Document extract:
Single by New Edition

from the album Home Again
- B-side: "You Don't Have to Worry"
- Released: September 10, 1996
- Length: 4:39
- Label: MCA
- Songwriters: James Harris III; Terry Lewis; Johnny Gill;
- Producer: Jimmy Jam and Terry Lewis

New Edition singles chronology
| "Hit Me Off" (1996) | "I'm Still in Love with You" (1996) | "You Don't Have to Worry" (1996) |

= I'm Still in Love with You (New Edition song) =

1996 single by New Edition

"I'm Still in Love with You" is a song by American R&B/pop group New Edition, released in September 1996, by MCA Records, as the second single from their sixth studio album, Home Again (1996). Written by group member Johnny Gill, the lead vocals are performed by Ralph Tresvant and Ricky Bell; all six members sing background vocals throughout the song. The video for "I'm Still in Love with You" was directed by Joseph Kahn and shot at Villa Vizcaya in Miami, once again featuring all six members. The song was a success on the US Billboard Hot 100 chart, peaking at number seven, and was the second single to be certified gold from the Home Again project.

Tasks to carry out:
a: Summarize the article about the New Edition song "I'm Still in Love with You" in two sentences.
b: According to the article about the New Edition song, where was the video for "I'm Still in Love with You" shot?
c: Carry on the article about the New Edition song "I'm Still in Love with You" past its final sentence.
The material that comes next has no connection to the article about the song.

Data rows:
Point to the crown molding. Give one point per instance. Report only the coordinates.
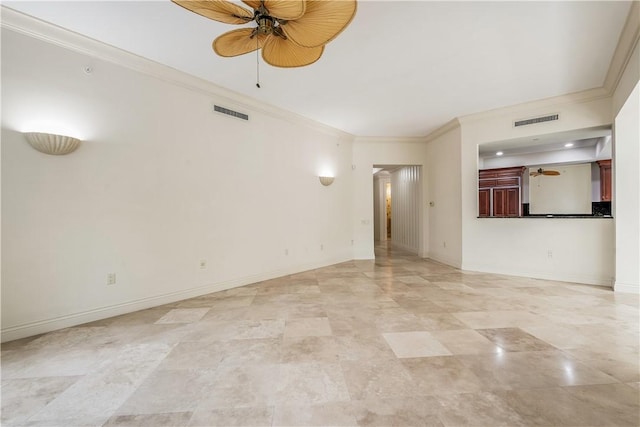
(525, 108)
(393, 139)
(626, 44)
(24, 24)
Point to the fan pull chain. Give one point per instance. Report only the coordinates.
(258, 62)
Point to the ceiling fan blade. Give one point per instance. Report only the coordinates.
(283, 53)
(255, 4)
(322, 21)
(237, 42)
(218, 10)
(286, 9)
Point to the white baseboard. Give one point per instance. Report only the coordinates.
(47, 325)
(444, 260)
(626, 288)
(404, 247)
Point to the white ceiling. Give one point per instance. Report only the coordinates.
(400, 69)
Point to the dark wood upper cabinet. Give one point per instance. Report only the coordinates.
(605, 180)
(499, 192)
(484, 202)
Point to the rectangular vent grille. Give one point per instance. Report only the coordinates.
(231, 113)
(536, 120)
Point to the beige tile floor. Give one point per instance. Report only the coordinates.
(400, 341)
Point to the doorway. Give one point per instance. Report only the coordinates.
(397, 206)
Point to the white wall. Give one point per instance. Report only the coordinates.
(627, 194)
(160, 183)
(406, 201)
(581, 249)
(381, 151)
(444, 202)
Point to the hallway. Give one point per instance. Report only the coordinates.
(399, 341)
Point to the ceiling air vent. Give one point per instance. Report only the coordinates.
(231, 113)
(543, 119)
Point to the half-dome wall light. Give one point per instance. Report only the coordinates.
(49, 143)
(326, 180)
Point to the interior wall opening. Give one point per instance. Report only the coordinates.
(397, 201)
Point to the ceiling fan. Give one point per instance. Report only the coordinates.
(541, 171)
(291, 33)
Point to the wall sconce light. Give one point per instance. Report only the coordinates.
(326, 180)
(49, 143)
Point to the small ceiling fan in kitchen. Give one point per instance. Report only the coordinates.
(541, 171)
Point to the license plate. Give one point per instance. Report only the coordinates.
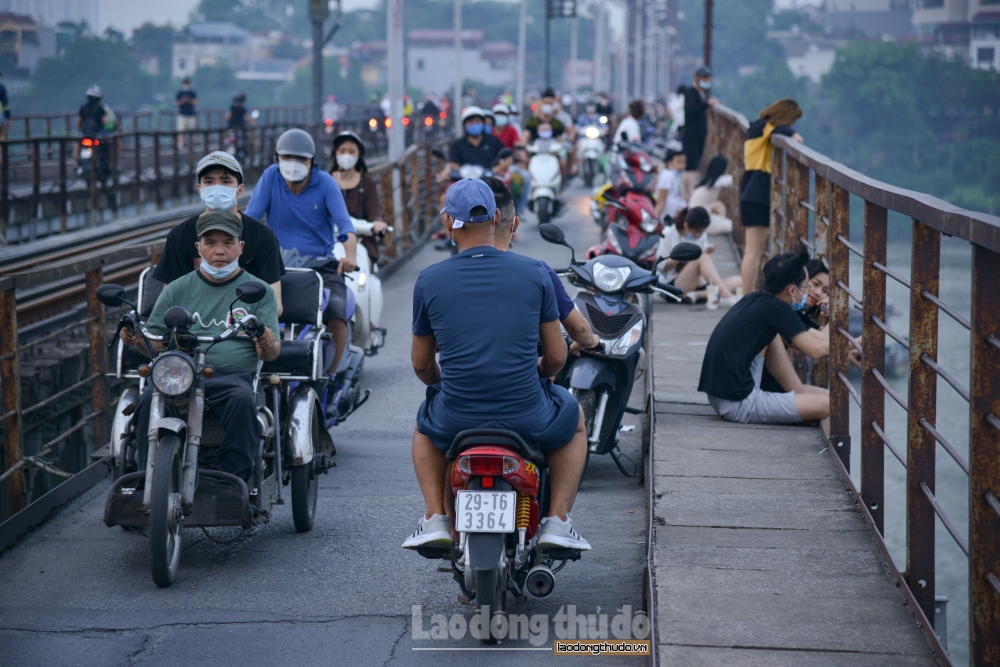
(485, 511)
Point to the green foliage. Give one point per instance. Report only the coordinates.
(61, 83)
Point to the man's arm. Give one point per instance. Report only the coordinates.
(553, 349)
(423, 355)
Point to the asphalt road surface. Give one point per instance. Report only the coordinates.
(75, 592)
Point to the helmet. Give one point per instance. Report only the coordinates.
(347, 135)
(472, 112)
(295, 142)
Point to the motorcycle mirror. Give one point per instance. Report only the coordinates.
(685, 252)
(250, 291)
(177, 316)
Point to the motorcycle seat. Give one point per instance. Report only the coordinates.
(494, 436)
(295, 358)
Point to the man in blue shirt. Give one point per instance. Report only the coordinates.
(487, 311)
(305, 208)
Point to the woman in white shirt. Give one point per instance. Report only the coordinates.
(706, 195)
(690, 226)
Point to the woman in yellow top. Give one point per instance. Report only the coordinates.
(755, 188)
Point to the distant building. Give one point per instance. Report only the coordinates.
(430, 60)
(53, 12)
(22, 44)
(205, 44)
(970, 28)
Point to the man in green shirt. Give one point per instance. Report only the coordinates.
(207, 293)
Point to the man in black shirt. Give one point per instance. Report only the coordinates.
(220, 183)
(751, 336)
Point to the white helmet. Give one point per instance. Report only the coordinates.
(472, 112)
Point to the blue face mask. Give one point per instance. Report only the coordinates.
--
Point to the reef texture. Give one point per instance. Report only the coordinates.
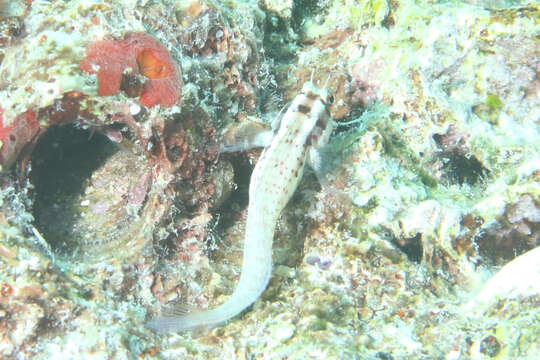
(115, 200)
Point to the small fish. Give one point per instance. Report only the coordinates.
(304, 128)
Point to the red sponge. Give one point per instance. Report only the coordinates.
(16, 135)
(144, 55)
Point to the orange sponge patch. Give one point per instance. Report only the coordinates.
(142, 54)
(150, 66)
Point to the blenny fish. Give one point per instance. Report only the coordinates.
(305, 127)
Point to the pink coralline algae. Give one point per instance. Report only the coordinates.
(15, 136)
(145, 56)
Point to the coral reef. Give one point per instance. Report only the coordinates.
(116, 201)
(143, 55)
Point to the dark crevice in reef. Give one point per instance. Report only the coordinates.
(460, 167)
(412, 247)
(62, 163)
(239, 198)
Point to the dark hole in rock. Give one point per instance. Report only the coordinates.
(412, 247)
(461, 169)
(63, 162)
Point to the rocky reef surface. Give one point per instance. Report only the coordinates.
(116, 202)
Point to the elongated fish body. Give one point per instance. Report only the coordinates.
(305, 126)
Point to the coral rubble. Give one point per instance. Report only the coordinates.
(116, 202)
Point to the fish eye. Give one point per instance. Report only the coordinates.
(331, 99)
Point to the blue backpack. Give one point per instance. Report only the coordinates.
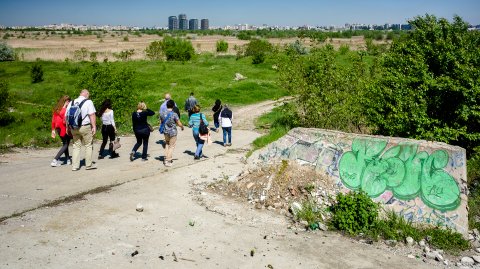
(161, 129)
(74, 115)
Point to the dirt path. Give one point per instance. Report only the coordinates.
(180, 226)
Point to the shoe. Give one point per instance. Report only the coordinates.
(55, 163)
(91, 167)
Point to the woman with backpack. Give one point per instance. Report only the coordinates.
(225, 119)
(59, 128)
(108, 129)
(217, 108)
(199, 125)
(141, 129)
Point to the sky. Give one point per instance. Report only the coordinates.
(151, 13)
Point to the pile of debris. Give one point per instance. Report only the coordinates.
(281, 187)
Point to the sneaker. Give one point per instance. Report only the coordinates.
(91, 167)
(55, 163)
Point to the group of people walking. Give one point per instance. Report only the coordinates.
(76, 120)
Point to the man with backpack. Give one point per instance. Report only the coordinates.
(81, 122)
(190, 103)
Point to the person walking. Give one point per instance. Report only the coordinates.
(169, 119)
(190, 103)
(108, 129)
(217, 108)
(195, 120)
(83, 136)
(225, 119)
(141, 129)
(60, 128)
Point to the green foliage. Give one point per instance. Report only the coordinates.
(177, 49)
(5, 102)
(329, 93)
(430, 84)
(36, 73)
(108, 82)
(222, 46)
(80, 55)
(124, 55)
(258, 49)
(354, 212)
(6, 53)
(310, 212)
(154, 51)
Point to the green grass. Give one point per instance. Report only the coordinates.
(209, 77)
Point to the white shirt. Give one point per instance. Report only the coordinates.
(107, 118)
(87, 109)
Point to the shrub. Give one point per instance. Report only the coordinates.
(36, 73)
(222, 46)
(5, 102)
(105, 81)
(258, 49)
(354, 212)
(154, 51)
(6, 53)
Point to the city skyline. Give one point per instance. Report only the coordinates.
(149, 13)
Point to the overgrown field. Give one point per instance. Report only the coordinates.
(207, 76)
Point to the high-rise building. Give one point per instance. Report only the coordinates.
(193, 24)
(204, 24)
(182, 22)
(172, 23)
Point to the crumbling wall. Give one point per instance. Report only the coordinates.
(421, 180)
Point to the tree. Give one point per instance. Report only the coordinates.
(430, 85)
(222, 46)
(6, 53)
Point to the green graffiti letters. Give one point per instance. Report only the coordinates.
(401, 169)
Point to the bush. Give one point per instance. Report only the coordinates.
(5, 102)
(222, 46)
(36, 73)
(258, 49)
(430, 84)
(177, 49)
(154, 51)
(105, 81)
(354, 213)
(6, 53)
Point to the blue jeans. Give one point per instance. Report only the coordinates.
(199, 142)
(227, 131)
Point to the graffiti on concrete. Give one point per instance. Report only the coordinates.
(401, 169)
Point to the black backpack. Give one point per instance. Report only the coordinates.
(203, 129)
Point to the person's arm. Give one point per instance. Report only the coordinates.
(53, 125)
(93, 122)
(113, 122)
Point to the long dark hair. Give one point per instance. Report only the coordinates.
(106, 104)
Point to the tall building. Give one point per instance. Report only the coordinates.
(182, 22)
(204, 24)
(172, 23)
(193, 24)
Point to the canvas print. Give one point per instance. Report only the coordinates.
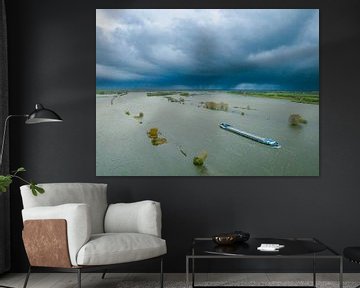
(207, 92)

Expected results:
a: "I'm Still in Love with You" is a song by New Edition, released by MCA Records in September 1996 as the second single from the group's sixth studio album, Home Again, with lead vocals by Ralph Tresvant and Ricky Bell. Its video was directed by Joseph Kahn and shot at Villa Vizcaya in Miami, and the song peaked at number seven on the US Billboard Hot 100 and was certified gold.

b: It was shot at Villa Vizcaya in Miami.

c:
==Critical reception==
Larry Flick from Billboard magazine wrote, "For this sweet and romantic rhythm ballad, lead vocals are handled by Ralph Tresvant, whose smooth tenor range tingles with dewey-eyed youth appeal. As the song builds to a warmly harmonious climax, memories of New Edition's salad days will likely run rampant in the minds of longtime fans. Look for this one to heat up airwaves well into the fall season."

==Music video==
The music video for "I'm Still in Love with You" was directed by Joseph Kahn, and took place in Villa Vizcaya, Miami.

==Track listings==
- 12-inch vinyl
1. "I'm Still in Love with You" (LP version)
2. "You Don't Have to Worry" (vocal version) (featuring Missy Elliott)
3. "You Don't Have to Worry" (vocal version) (featuring Fat Joe)

- CD single
4. "I'm Still in Love with You" (single edit)
5. "I'm Still in Love with You" (acappella)
6. "I'm Still in Love with You" (intro version)
7. "You Don't Have to Worry" (vocal version) (featuring Missy Elliott)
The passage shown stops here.